What to work on → Output the line containing "Practice. Indicate each instance of the red coral", then every remaining line of the entries below, exactly as written and with no other text.

++++ Exercise input

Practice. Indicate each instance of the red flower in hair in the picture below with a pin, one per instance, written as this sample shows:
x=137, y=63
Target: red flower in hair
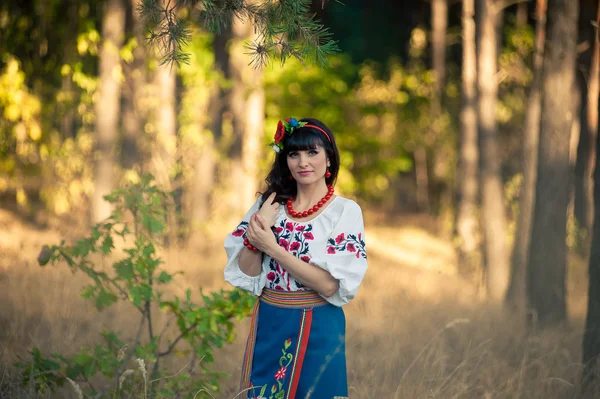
x=279, y=133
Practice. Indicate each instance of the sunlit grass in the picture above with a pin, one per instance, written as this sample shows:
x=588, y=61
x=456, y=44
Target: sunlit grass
x=415, y=330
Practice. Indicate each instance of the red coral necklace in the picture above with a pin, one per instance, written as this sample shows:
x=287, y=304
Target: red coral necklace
x=313, y=209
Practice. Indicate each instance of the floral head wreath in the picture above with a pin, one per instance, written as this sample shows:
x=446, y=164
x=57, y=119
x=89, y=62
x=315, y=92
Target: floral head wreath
x=287, y=127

++++++++

Exercise result →
Practice. Indicate each instance of the red coral necklace in the picture above with a pin, one per instance, written as this sample shows:
x=287, y=304
Target: red coral necklace
x=313, y=209
Practice. Indicate each instance of the floral head wreath in the picture above with a pin, one per instance, written as this sample shows:
x=446, y=164
x=57, y=119
x=89, y=62
x=315, y=92
Target: floral head wreath
x=287, y=127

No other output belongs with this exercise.